Problem to work on —
Summarize the figure captions on RF3 and the 70S ribosome in two sentences.

Document excerpt —

^^^^^^^^^^^^^^^^

Fig. 4. Effects of binding RF3 to the 70S ribosome

(a,b) Large-scale rotation of the 30S subunit head induced by RF3 in the E. coli complex [43]. (a) In the classical-state ribosome [17], bridge B1a is formed between protein S13 and helix 38 of 23S rRNA, and B1b between S13 and L5. (b) In the RF3 complex, a large-scale (14°) counter-clockwise rotation of the 30S head results in disruption of bridges B1a and B1b; a new bridge R1b is formed between proteins S13 and S19 from the 30S subunit and L5 from the 50S subunit, involving a 34 Å displacement of the intersubunit contacts. (c) Stereo view of RF3 (orange) bound at the entrance to the interface cavity of the 70S ribosome. (d,e) Comparison of crystal structures of (d) free RF3·GDP [42] and (e) ribosome-bound RF3·GDPNP. A large-scale rotational movement of domain III (magenta) and smaller movements in domains I (yellow) and II (cyan) can be seen. Disordered segments in RF3·GDP are shown as dotted lines. Rearranged segments in RF3·GDPNP containing switch loops I and II are shown in blue and green, respectively. GDP and GDPNP are shown in red. From ref. [43].

Fig. 5. Ribosome-induced ordering of the GTPase active site of RF3 in the E. coli complex

(a) Ordering of residues 39–69 of RF3 and re-positioning residues 70–73 (including the switch loop 1 residues 64–72) creates contacts between the G domain of RF3 and the SRL of 23S rRNA. Residues 39–63 are shown in dark blue, the switch loop in cyan, and the rest of RF3 in yellow. (b) An intricate network of H-bonds is formed between the base, ribose and phosphate groups of GDPNP and domain I of RF3, including elements of switch I (residues 64–72), P loop (residues 21–28), NKXD motif (residues142–145) and phosphate 2656 of the SRL of 23S rRNA. A Mg atom (green) is coordinated by Thr27, Ser91 and the β and γ phosphates of GDPNP (see Fig. S9). (c) His92 of RF3 is positioned at a distance of 8 Å from the γ phosphate of GDPNP. The 2F_o-F_c electron density map is shown around His92 and GDPNP, contoured at 1.3 σ and 2.3 σ, respectively. (d) Difference electron density showing Mg bound to GDPNP. An F_o-F_c difference map was calculated using the complete RF3·GDPNP·70S ribosome model, shown here contoured at 4.5 σ. The Mg ion (green) is coordinated with the β- and γ-phosphate oxygens of GDPNP and with the side-chain hydroxyls of Thr27 and Ser 69. From ref. [43].

^^^^^^^^^^^^^^^^

Extracted records:

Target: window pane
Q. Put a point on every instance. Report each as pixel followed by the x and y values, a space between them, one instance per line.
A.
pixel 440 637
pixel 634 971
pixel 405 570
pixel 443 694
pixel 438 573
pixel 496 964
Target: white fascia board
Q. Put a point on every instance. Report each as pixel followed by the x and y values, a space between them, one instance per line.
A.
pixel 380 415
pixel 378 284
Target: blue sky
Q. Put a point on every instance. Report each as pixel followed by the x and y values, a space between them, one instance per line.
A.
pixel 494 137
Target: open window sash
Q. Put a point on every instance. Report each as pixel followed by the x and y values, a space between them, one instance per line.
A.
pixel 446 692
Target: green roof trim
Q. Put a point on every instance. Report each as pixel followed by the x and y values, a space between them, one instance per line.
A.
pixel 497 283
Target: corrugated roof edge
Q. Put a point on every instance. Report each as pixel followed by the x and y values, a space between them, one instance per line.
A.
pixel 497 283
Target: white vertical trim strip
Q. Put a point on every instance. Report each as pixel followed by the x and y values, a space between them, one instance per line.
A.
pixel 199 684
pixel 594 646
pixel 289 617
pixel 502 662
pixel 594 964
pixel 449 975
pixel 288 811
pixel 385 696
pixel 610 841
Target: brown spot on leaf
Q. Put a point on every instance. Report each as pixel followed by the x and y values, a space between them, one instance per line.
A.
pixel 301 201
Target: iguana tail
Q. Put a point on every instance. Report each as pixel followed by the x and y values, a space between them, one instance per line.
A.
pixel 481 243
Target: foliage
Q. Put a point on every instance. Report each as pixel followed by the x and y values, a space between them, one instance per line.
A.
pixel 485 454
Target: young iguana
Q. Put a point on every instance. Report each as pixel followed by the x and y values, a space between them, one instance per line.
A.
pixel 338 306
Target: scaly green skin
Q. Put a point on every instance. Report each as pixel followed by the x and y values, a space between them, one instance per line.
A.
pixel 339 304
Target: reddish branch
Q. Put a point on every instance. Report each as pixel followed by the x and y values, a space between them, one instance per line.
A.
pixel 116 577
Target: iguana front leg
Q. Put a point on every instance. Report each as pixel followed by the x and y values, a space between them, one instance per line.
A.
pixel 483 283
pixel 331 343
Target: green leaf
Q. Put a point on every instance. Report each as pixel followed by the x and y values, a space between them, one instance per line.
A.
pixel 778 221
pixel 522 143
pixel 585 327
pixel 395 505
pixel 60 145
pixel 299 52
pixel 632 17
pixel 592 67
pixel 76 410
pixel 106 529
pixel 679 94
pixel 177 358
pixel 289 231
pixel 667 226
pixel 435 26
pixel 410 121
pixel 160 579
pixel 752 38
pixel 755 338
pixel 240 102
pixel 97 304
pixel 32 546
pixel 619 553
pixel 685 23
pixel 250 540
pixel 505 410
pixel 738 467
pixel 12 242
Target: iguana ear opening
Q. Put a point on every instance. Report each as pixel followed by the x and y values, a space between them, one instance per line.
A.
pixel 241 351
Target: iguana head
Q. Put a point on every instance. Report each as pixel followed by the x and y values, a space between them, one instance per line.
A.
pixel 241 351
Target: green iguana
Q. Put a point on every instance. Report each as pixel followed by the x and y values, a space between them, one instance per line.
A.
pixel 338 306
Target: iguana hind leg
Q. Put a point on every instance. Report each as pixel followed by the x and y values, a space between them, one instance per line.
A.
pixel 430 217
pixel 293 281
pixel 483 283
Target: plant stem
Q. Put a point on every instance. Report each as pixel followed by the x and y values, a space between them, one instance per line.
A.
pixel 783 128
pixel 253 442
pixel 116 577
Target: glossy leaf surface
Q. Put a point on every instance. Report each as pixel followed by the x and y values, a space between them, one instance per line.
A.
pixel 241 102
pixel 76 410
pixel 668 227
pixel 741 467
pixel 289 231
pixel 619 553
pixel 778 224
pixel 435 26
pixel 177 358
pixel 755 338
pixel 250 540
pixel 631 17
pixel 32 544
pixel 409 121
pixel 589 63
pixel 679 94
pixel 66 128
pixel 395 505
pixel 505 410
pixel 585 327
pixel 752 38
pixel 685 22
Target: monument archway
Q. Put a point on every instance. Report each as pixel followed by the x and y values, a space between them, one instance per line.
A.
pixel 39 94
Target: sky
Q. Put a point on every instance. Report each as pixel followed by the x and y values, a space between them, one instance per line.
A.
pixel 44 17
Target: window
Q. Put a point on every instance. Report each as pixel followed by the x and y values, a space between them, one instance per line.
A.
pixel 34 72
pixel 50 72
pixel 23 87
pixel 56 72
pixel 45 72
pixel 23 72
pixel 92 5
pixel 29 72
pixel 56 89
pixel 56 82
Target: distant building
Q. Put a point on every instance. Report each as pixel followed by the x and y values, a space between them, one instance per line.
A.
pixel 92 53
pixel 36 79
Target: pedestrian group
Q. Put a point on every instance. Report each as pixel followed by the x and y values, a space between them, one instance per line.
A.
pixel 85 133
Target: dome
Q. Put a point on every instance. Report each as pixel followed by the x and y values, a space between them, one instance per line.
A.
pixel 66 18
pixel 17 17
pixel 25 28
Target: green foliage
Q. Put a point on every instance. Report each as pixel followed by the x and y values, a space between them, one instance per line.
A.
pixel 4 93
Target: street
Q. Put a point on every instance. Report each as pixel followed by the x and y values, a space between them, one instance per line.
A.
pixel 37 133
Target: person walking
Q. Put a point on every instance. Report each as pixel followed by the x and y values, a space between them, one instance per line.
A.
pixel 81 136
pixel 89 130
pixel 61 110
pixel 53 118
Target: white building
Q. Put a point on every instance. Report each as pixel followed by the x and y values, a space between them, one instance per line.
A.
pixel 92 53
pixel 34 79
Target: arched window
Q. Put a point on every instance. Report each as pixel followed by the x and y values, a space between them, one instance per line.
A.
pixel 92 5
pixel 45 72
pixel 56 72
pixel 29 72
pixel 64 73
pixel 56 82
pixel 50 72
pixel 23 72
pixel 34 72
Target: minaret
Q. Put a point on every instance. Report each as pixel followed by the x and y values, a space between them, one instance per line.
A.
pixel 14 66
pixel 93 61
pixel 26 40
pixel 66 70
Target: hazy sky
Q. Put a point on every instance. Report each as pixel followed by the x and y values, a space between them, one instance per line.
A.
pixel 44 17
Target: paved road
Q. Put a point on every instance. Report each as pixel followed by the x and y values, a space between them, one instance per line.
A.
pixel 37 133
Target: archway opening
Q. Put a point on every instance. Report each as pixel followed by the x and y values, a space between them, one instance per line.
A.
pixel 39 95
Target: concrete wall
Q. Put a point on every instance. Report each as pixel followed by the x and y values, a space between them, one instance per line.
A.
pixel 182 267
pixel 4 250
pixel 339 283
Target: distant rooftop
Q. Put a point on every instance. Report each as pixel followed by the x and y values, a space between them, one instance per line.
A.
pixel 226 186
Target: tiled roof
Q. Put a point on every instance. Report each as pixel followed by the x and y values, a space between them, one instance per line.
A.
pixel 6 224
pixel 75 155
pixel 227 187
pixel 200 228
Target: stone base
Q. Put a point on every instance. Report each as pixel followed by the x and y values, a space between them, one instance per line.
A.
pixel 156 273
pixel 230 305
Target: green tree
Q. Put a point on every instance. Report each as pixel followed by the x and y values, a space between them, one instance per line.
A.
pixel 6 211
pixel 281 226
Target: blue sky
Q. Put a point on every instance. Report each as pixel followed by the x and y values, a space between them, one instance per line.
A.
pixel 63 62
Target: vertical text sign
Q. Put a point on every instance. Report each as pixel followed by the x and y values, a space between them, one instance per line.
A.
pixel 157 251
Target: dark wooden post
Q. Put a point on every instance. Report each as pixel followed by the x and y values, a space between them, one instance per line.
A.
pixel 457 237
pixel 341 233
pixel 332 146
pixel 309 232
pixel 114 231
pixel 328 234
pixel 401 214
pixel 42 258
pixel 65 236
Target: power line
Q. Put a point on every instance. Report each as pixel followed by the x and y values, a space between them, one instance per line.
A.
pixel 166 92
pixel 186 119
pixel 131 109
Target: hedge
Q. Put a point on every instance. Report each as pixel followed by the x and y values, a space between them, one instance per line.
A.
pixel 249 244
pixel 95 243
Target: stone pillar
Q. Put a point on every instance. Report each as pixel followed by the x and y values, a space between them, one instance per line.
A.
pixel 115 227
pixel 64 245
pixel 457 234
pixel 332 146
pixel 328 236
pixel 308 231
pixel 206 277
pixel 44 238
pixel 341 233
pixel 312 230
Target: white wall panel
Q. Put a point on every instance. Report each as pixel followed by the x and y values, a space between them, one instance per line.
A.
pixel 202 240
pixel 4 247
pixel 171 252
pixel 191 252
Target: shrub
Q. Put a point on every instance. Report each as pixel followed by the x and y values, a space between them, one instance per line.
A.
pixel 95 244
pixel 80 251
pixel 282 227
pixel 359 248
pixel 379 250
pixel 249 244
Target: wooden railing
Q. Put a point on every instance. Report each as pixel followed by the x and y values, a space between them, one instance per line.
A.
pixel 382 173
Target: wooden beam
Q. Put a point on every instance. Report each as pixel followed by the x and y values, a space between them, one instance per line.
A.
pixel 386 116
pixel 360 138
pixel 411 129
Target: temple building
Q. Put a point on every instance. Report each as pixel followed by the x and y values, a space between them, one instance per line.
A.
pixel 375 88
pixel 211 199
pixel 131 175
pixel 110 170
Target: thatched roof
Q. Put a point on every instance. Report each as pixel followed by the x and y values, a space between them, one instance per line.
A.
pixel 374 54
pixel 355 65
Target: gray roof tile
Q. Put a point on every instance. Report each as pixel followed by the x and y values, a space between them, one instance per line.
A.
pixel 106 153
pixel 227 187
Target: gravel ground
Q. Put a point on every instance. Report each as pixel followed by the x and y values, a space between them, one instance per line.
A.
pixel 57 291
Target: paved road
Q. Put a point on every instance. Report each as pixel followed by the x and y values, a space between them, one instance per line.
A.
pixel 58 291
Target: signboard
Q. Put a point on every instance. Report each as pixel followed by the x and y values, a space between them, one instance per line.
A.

^^^^^^^^^^^^^^^^

Task response —
In the E. coli complex, RF3 binding causes a 14° counter-clockwise rotation of the 30S subunit head that disrupts bridges B1a and B1b and forms a new bridge, R1b. Compared with free RF3·GDP, ribosome-bound RF3·GDPNP shows a large rotation of domain III, and the ribosome orders RF3's GTPase active site, creating contacts between its G domain and the SRL of 23S rRNA and a network of H-bonds around GDPNP.